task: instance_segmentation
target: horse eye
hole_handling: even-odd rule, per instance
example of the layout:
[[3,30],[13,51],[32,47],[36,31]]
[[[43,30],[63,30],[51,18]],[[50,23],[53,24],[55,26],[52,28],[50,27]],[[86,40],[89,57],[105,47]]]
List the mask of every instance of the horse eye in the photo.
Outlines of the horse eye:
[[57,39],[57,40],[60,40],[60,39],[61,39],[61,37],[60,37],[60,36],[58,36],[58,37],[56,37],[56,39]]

==========

Task description –
Set down every record above exactly as given.

Task output –
task: instance_segmentation
target: horse eye
hole_handling: even-odd rule, per instance
example of the layout:
[[3,30],[13,51],[32,47],[36,31]]
[[[43,30],[63,30],[51,18]],[[50,23],[53,24],[55,26],[52,28],[50,27]],[[86,40],[89,57],[105,47]]]
List the mask of every instance of the horse eye in the photo.
Outlines of the horse eye:
[[57,39],[57,40],[60,40],[60,39],[61,39],[61,37],[60,37],[60,36],[58,36],[58,37],[56,37],[56,39]]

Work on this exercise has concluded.